━━━ Text section

And again, that supposedly ugly railyard was where carnivals and circuses arrived with elephants who washed the brick pavements with mighty streaming acid waters at five in the dark morning.

As for the coal from the docks, I went down in my basement every autumn to await the arrival of the truck and its metal chute, which clanged down and released a ton of beauteous meteors that fell out of far space into my cellar and threatened to bury me beneath dark treasures.

In other words, if your boy is a poet, horse manure can only mean flowers to him; which is, of course, what horse manure has always been about.

Perhaps a new poem of mine will explain more than this introduction about the germination of all the summers of my life into one book.

Here’s the start of the poem:
Byzantium, I come not from,
But from another time and place
Whose race was simple, tried and true;
As boy
I dropped me forth in Illinois.
A name with neither love nor grace
Was Waukegan, there I came from
And not, good friends, Byzantium.
The poem continues, describing my lifelong relationship to my birthplace:
And yet in looking back I see
From topmost part of farthest tree
A land as bright, beloved and blue
As any Yeats found to be true.

━━━━━━

Exercise 1:
How many lines in the entries contain the word "wall"? Case counts. Give only the number.

━━━ Supplied information

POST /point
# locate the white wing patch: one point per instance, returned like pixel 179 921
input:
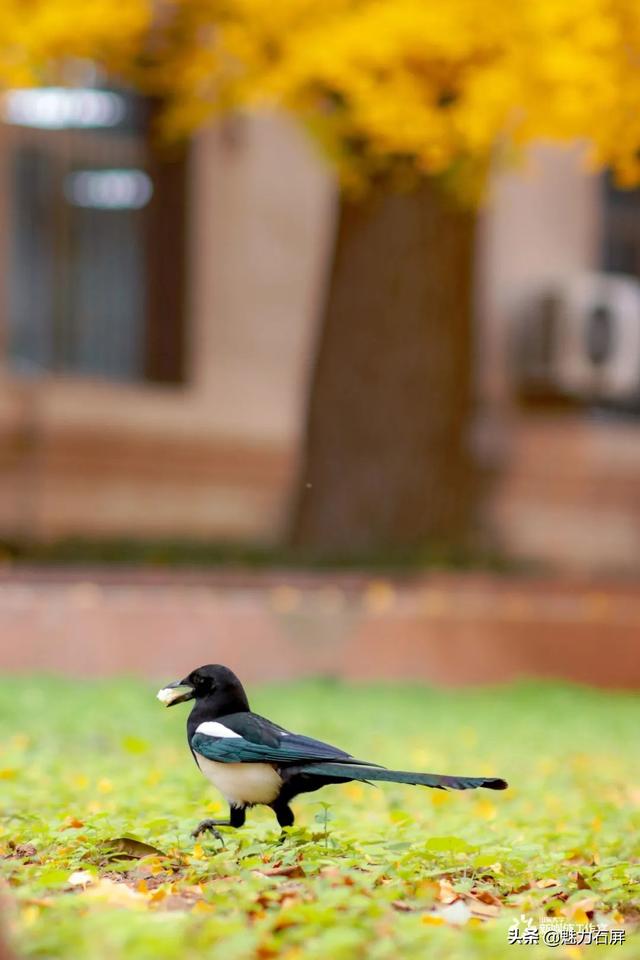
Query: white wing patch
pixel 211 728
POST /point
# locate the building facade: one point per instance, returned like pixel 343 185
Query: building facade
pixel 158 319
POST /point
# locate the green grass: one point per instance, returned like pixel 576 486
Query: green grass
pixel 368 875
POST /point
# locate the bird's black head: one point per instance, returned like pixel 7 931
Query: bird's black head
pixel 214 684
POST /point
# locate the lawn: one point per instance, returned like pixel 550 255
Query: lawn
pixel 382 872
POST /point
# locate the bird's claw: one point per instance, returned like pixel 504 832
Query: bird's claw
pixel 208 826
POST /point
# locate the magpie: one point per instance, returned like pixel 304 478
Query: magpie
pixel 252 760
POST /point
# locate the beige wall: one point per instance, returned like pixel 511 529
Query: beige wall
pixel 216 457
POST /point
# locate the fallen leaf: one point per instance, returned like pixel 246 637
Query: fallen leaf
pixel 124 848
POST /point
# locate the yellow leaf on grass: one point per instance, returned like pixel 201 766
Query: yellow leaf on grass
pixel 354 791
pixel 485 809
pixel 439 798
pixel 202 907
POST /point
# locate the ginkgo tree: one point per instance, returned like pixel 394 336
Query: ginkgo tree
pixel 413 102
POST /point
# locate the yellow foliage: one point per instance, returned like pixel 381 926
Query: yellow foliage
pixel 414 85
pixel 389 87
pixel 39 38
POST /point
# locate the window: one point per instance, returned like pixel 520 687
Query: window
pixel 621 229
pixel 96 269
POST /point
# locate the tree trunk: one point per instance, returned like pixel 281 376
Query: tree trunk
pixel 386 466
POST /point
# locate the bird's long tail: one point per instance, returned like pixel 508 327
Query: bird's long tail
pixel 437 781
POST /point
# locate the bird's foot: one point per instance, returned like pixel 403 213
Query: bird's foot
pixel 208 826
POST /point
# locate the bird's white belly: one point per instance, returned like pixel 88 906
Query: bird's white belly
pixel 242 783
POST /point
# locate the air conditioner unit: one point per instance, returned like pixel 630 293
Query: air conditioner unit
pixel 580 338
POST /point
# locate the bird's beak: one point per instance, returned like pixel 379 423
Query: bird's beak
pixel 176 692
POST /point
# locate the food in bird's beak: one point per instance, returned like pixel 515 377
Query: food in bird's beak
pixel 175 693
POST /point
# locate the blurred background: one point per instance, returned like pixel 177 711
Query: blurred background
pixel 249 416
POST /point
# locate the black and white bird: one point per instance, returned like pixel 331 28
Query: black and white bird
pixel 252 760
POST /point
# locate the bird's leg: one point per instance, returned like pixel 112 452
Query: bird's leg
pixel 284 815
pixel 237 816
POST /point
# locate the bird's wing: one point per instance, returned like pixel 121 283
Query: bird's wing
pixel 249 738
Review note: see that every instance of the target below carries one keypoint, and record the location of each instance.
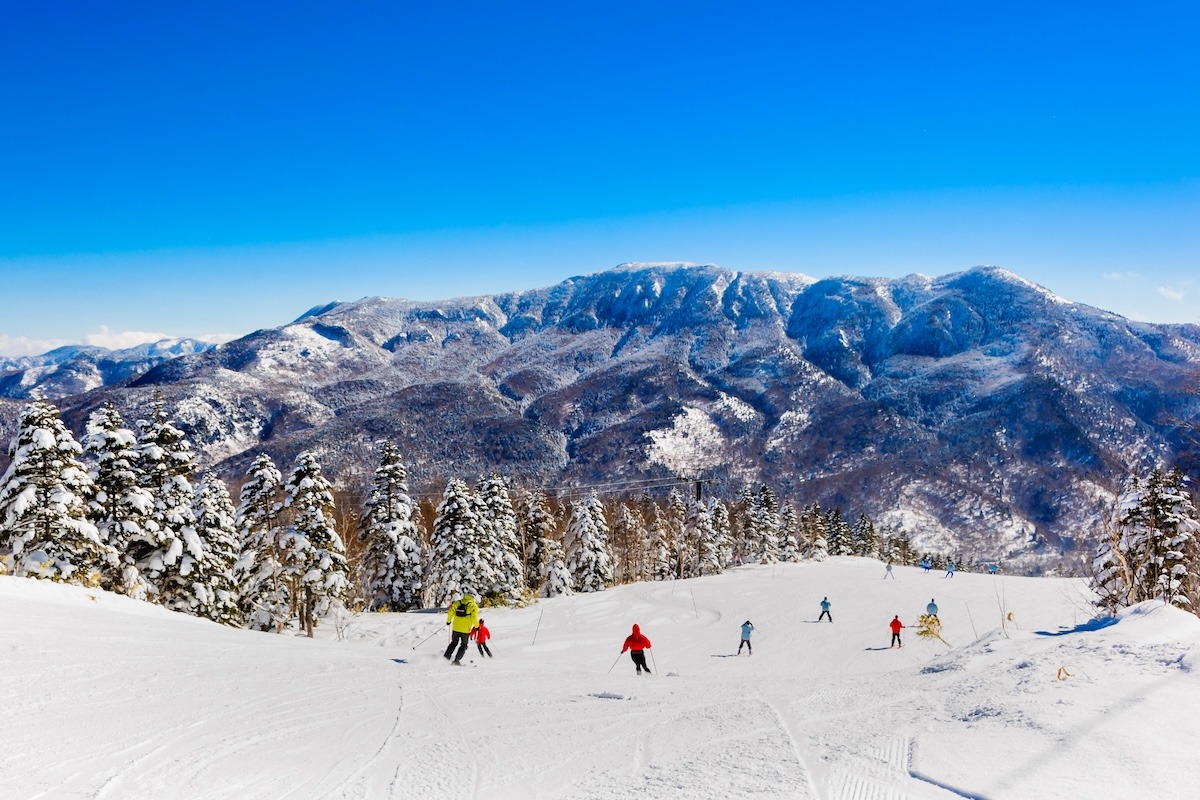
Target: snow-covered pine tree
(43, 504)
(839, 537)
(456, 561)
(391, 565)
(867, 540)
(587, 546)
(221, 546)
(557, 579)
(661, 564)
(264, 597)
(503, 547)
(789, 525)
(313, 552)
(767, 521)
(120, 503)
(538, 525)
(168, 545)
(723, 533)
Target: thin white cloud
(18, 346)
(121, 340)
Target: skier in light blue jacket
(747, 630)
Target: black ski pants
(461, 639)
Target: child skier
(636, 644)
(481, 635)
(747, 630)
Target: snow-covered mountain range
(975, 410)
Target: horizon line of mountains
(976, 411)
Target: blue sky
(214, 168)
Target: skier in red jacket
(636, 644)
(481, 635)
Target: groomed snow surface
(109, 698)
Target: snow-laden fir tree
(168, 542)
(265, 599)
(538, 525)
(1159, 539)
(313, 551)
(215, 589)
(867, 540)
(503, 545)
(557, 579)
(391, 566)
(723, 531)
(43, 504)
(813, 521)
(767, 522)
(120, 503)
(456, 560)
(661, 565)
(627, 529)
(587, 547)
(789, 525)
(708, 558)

━━━━━━
━━━ Supplied information

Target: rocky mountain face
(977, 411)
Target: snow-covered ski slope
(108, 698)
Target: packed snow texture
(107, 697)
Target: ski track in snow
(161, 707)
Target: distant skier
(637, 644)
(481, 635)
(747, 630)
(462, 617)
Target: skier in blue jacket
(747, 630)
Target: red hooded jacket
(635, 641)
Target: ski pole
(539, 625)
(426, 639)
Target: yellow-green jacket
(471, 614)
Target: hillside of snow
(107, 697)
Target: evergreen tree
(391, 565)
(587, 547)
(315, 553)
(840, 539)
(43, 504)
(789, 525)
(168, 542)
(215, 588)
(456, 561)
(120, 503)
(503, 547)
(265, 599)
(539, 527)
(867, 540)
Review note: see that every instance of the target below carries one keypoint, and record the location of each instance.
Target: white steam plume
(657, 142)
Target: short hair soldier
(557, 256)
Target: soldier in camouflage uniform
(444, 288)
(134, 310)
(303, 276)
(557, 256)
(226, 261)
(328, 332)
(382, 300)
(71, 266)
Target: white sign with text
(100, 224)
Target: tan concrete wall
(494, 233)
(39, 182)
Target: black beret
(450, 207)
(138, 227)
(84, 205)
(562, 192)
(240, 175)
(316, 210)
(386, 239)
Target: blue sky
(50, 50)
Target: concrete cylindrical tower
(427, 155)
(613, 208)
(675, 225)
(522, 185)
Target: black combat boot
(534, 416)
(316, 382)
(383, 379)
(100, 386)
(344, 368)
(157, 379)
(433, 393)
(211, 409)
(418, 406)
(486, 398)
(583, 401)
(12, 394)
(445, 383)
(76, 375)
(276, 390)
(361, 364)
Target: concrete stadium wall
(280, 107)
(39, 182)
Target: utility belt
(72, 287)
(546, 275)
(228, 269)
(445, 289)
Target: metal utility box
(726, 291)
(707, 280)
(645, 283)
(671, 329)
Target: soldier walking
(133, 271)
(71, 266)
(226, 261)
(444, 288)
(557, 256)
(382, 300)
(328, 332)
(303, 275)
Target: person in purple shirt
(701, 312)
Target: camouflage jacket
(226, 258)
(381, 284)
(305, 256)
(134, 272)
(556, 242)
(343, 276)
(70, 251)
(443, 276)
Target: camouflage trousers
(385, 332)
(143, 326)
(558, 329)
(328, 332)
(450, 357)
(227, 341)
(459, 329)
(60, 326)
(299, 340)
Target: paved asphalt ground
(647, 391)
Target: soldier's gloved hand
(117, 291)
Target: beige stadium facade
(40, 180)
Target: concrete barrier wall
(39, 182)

━━━━━━
━━━ Supplied information

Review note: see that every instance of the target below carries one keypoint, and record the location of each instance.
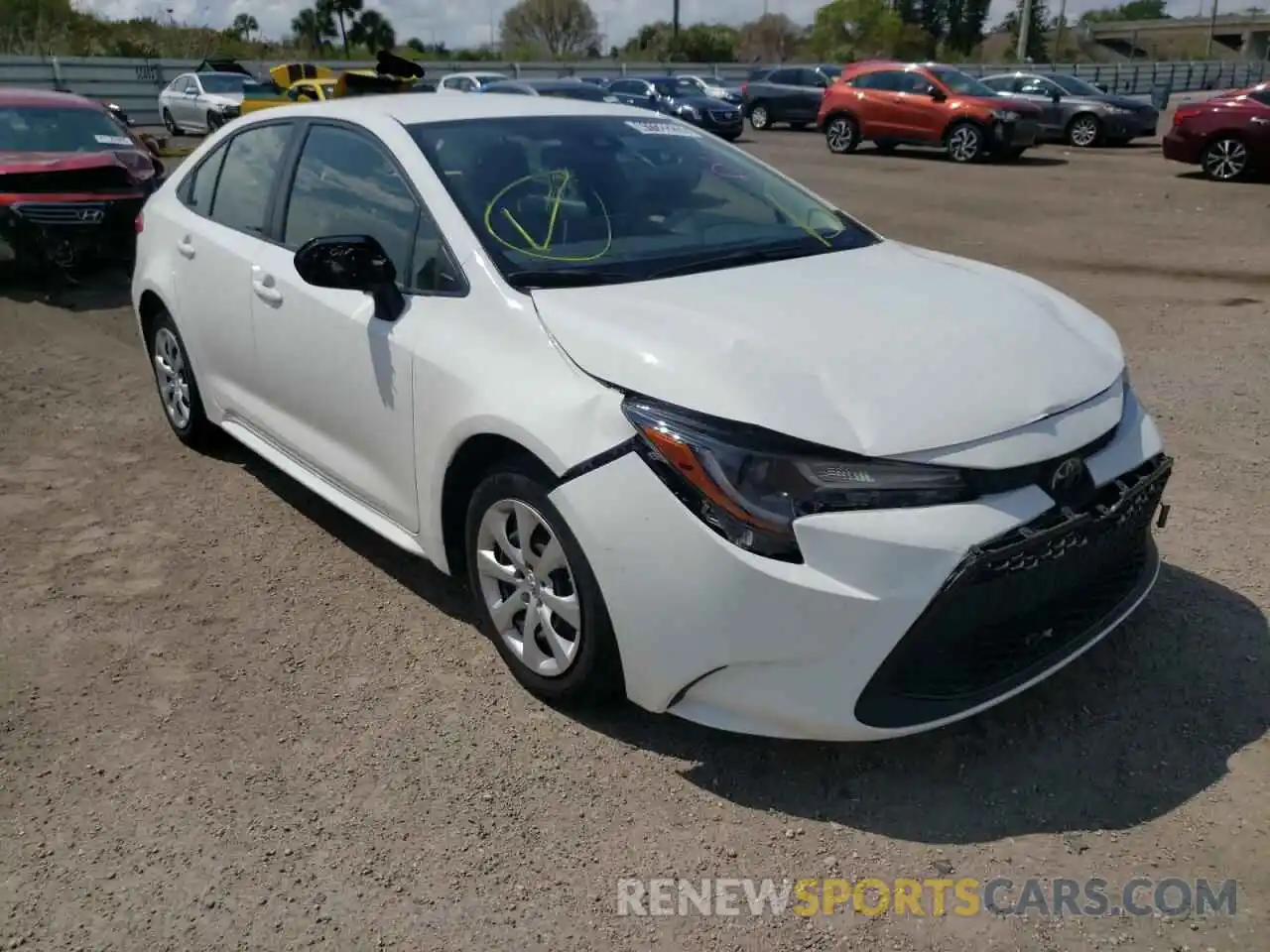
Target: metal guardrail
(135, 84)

━━━━━━

Exercise 2:
Answer these questions about the Waukegan passage:
(a) What animals washed the brick pavements of the railyard at five in the morning?
(b) How much coal did the truck's chute release into the cellar?
(c) In the poem, in which state does the speaker say he dropped forth as a boy?

Expected answer 1:
5

Expected answer 2:
(a) Elephants
(b) A ton
(c) Illinois